Reproduce this listing in full.

(Stored items from a collection)

** begin **

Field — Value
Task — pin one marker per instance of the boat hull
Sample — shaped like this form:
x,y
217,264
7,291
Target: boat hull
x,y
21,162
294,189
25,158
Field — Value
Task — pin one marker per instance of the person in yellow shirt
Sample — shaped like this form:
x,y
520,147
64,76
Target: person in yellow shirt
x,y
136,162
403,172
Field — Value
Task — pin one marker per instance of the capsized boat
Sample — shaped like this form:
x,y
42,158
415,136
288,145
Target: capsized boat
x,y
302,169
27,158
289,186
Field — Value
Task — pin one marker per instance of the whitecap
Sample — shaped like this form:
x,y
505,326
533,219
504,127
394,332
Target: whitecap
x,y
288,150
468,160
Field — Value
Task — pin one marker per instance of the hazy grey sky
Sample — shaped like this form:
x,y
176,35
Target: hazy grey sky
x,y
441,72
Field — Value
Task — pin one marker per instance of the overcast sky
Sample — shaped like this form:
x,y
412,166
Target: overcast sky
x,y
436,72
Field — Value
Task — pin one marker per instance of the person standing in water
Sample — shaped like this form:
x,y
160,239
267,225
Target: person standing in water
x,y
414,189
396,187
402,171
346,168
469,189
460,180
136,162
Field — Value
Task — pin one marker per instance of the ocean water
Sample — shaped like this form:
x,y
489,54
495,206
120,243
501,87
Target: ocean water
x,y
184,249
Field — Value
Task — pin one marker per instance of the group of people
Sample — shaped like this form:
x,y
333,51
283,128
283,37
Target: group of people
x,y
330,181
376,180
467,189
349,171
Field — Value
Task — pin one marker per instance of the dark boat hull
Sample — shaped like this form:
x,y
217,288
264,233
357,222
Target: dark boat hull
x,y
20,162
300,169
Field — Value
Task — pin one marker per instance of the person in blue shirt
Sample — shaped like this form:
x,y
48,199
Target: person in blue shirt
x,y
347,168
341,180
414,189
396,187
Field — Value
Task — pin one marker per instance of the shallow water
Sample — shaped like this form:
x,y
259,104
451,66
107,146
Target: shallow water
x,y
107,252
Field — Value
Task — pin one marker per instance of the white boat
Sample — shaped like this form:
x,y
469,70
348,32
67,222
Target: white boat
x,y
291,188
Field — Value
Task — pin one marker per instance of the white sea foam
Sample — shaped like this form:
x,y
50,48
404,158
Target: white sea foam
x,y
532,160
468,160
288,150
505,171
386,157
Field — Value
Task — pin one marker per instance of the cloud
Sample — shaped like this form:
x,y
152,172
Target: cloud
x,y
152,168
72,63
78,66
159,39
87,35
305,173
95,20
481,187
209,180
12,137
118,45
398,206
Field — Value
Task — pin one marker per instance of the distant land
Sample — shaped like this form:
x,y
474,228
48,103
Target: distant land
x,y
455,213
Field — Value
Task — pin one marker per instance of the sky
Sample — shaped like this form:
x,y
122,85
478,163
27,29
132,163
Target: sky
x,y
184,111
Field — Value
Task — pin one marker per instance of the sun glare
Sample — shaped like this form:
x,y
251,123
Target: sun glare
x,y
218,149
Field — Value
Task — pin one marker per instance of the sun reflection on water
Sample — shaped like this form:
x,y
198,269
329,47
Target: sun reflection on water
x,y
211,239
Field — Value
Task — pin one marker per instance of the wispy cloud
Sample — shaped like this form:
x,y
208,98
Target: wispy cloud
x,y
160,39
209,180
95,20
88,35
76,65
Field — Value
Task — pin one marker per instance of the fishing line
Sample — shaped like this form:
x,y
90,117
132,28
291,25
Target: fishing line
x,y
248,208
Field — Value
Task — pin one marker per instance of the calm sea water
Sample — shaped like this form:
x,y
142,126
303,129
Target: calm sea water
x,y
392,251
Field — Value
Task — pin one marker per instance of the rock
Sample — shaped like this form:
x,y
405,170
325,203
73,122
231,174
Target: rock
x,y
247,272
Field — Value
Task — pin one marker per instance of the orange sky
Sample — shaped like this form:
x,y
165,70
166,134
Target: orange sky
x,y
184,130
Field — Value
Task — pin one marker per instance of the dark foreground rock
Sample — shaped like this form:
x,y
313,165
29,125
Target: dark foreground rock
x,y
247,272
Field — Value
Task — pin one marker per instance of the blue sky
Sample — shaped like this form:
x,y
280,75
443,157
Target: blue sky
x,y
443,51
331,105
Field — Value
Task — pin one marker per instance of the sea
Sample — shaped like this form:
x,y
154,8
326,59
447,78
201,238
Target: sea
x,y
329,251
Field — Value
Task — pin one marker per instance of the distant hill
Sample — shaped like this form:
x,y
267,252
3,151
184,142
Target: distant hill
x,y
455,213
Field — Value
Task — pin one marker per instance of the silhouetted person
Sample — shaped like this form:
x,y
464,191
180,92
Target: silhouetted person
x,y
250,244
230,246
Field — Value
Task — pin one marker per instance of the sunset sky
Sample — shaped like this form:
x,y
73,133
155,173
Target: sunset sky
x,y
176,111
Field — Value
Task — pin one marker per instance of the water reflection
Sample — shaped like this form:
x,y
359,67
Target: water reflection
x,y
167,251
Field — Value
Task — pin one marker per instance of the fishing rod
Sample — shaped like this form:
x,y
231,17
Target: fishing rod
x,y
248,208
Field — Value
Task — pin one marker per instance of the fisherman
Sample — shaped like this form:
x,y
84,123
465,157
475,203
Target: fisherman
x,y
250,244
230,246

** end **

Written answer:
Field — Value
Task — pin one marker per instance of the boat hull
Sample — shaped like this form:
x,y
217,264
7,291
Target: boat hull
x,y
21,162
294,189
25,158
Field — Value
Task — pin one marker per instance of the person in yellow shirt
Sample — shaped like this form:
x,y
520,147
64,76
Target: person in yellow shirt
x,y
136,162
403,172
Field — Value
Task — pin one marker per instance of the capsized boat
Sample — shaped like this form:
x,y
42,158
415,136
288,145
Target: capsized boat
x,y
302,169
27,158
289,186
Field — Value
Task — pin one marker per instance of the whitecap
Sample — shaped like this form:
x,y
505,326
533,219
504,127
394,332
Target: whitecap
x,y
288,150
468,160
Field — Value
Task — pin one marker per instance of the hazy grey sky
Sample — shaped like this form:
x,y
176,35
Target: hazy grey sky
x,y
441,72
Field — Value
Task — pin one marker per instance of the overcast sky
Sample — shaped like this form:
x,y
412,166
Target: overcast sky
x,y
436,72
Field — Value
Task — pin one marker per instance of the person standing in water
Sample — shaped like this form:
x,y
160,239
267,225
Target: person standing in water
x,y
414,189
396,187
402,171
346,168
469,189
460,180
136,162
Field — Value
Task — pin one marker per instance of the ocean water
Sample — shaped like this form:
x,y
489,54
495,206
120,243
501,87
Target: ocean water
x,y
184,249
Field — Value
Task — pin one marker per instance of the group of people
Sample — shaped like this form:
x,y
333,51
283,128
283,37
Target: group of people
x,y
330,181
376,180
467,189
349,171
Field — Value
Task — pin one marker per instance of the dark boat hull
Sample — shaped like this form:
x,y
217,288
264,233
357,222
Target: dark boat hull
x,y
20,162
300,169
Field — Value
Task — pin one marker per instance of the person in blue shirt
Sample — shaped like this form:
x,y
48,199
Target: person in blue shirt
x,y
347,168
341,180
414,189
396,187
Field — Value
Task — pin one marker per instance of the shallow water
Sample — shaped like this form:
x,y
259,104
451,66
107,146
Target: shallow water
x,y
107,252
Field — Value
Task — pin one marker per instance of the white boat
Sample — shaped like this form:
x,y
469,70
348,32
67,222
Target: white boat
x,y
291,188
Field — Value
Task — pin one marker per instance of the white sea foam
Sample — shaped like this form:
x,y
50,48
404,158
Target: white sea foam
x,y
532,160
468,160
288,150
505,171
386,157
Field — Value
Task — pin one marker per instance of the cloud
Sample — shaped like this form:
x,y
152,172
Target: cloud
x,y
152,168
72,63
78,66
159,39
87,35
305,173
95,20
481,187
209,180
12,137
118,45
398,206
Field — Value
Task — pin one marker per instance of the distant land
Sample — shaped like this form:
x,y
474,228
48,103
Target: distant land
x,y
455,213
Field — Value
Task — pin one marker per instance of the sky
Sample — shaped like this form:
x,y
122,85
478,163
27,29
132,163
Target: sky
x,y
184,111
Field — Value
Task — pin one marker per instance of the sun glare
Sample — shaped like this form:
x,y
251,123
Target: sun glare
x,y
218,149
Field — Value
Task — pin one marker per instance of the sun reflection on water
Sample — shaped like this form:
x,y
198,269
329,47
Target: sun reflection on water
x,y
211,239
Field — Value
Task — pin one marker per instance of the wispy cloud
Sample — shaped like this form:
x,y
208,98
Target: wispy cloud
x,y
160,39
209,180
95,20
88,35
76,65
Field — Value
Task — pin one marker per instance of the fishing line
Sample — shaped like this form:
x,y
90,117
132,28
291,25
Target: fishing line
x,y
248,208
Field — Value
Task — pin one marker per instance of the calm sea water
Sample — shaped like this form:
x,y
142,126
303,129
Target: calm sea water
x,y
392,251
Field — Value
Task — pin one marker per instance of the rock
Sample — shaped like this form:
x,y
405,170
325,203
73,122
231,174
Target: rock
x,y
247,272
Field — Value
Task — pin one marker per instance of the orange sky
Sample — shaped like this form:
x,y
165,70
166,134
Target: orange sky
x,y
184,130
Field — Value
Task — pin one marker per instance of the dark foreground rock
Sample — shaped like this form:
x,y
313,165
29,125
Target: dark foreground rock
x,y
247,272
Field — Value
Task — pin one marker per instance of the blue sky
Sample — shaped like this form:
x,y
280,75
443,157
Target: blue sky
x,y
443,51
331,105
Field — Value
Task — pin one marker per instance of the sea
Sample — shaped like this form:
x,y
154,8
326,59
447,78
201,238
Target: sea
x,y
329,251
Field — Value
Task — pin one marker per instance of the distant hill
Sample — shaped like this form:
x,y
267,252
3,151
184,142
Target: distant hill
x,y
455,213
Field — Value
Task — pin one marker per instance of the silhouetted person
Sample — shaped like this form:
x,y
464,191
180,92
Target: silhouetted person
x,y
250,244
230,246
Field — Value
Task — pin one marker per instance of the sunset sky
Sample — shaped like this form:
x,y
73,133
155,173
Target: sunset sky
x,y
176,111
Field — Value
Task — pin one marker per instance of the water reflection
Sample — shaped like this form:
x,y
359,67
Target: water reflection
x,y
167,251
Field — Value
Task — pin one marker per instance of the fishing rod
Sample — shaped like this form:
x,y
231,17
Target: fishing rod
x,y
248,208
Field — Value
Task — pin one marker per instance of the fisherman
Sample — shaped like this form:
x,y
84,123
465,157
475,203
Target: fisherman
x,y
250,244
230,246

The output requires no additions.